■ **Set exercise A**:
In the biography of Gerald Lee Warren, who preceded him as White House Director of Communications?
■ **Set exercise B**:
From the Gerald Lee Warren biography, output the passage word for word, from "- Party: Republican" up to and including "in Hastings, Nebraska.".

■ **Extract provided**:
White House Director of Communications
- In office November 4, 1974 – August 15, 1975
- President: Gerald Ford
- Preceded by: Ken Clawson
- Succeeded by: Margita White

Personal details
- Born: Gerald Lee Warren August 17, 1930 Hastings, Nebraska, U.S.
- Died: March 20, 2015 (aged 84) Arlington, Virginia, U.S.
- Party: Republican
- Spouse: Euphemia Brownell
- Education: University of Nebraska (BA)

= Gerald Lee Warren =

American journalist

Gerald Lee Warren (August 17, 1930 – March 20, 2015) was an American journalist and newspaper editor at The San Diego Union-Tribune. He served under Ron Ziegler as deputy press secretary in the Richard Nixon administration until 1974. He served as Nixon's de facto final White House Press Secretary after Ron Ziegler's appointment as assistant to the president in June 1974, though Zielger kept the title. He then held the same position as well as White House Director of Communications in the Gerald Ford administration until 1975.

== Early life ==
On August 17, 1930, Warren was born in Hastings, Nebraska.

■ **Dataset extract**:
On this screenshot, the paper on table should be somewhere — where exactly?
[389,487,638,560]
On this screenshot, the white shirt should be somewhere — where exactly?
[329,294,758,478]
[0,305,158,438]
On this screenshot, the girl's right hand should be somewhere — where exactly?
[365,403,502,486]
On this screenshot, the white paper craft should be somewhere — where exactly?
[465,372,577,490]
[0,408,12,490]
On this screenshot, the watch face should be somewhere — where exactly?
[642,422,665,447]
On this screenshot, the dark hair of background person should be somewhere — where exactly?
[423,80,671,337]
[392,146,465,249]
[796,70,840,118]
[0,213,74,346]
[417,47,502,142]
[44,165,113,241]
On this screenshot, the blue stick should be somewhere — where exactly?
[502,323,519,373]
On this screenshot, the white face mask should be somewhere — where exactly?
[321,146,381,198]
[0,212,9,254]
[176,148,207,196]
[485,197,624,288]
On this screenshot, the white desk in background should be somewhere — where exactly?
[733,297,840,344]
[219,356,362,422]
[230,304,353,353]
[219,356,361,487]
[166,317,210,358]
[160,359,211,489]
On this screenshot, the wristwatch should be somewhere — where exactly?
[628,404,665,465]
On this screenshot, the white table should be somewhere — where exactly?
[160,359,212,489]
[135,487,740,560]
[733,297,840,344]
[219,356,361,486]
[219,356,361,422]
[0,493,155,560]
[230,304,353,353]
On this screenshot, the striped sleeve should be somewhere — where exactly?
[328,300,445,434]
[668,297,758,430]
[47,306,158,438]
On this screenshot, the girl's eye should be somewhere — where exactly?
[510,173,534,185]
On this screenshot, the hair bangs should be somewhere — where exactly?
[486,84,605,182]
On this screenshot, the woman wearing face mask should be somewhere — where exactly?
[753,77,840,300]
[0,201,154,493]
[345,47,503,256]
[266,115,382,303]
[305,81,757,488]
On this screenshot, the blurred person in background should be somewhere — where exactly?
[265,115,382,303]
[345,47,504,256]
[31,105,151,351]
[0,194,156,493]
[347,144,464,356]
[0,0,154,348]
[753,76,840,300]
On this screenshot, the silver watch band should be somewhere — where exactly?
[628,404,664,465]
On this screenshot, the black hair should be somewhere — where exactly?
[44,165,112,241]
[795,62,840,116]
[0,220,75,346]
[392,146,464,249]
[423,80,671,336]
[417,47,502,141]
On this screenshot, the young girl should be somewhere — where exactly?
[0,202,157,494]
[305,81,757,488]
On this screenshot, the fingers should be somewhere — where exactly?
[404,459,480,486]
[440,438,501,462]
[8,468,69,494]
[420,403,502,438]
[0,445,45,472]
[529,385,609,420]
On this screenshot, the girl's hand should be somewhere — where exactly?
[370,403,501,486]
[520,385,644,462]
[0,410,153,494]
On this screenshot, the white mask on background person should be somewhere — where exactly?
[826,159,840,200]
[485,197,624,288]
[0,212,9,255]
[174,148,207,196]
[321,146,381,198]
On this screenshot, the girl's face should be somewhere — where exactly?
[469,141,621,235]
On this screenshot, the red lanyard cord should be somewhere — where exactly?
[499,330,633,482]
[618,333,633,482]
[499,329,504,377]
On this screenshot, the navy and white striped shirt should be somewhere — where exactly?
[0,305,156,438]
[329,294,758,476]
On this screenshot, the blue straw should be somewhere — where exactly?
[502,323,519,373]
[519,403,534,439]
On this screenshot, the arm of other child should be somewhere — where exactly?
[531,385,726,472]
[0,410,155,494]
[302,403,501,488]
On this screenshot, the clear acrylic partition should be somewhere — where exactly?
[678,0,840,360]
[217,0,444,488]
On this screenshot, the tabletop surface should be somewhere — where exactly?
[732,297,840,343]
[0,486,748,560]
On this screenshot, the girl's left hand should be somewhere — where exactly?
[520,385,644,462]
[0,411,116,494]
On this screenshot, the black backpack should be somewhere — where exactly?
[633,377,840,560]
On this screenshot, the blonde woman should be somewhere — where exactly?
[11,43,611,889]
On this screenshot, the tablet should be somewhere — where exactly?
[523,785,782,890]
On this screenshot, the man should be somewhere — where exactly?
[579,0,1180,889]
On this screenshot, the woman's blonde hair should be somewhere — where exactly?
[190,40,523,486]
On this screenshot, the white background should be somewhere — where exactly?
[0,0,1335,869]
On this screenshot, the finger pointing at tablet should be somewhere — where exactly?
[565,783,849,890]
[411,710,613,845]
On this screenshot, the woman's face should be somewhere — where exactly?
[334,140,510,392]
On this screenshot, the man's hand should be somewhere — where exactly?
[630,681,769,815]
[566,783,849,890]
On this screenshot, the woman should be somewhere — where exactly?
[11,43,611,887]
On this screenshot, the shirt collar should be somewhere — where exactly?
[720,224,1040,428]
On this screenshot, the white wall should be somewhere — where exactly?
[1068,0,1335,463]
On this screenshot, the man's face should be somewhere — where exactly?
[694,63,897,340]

■ **Exercise answer A**:
Ken Clawson

■ **Exercise answer B**:
- Party: Republican
- Spouse: Euphemia Brownell
- Education: University of Nebraska (BA)

= Gerald Lee Warren =

American journalist

Gerald Lee Warren (August 17, 1930 – March 20, 2015) was an American journalist and newspaper editor at The San Diego Union-Tribune. He served under Ron Ziegler as deputy press secretary in the Richard Nixon administration until 1974. He served as Nixon's de facto final White House Press Secretary after Ron Ziegler's appointment as assistant to the president in June 1974, though Zielger kept the title. He then held the same position as well as White House Director of Communications in the Gerald Ford administration until 1975.

== Early life ==
On August 17, 1930, Warren was born in Hastings, Nebraska.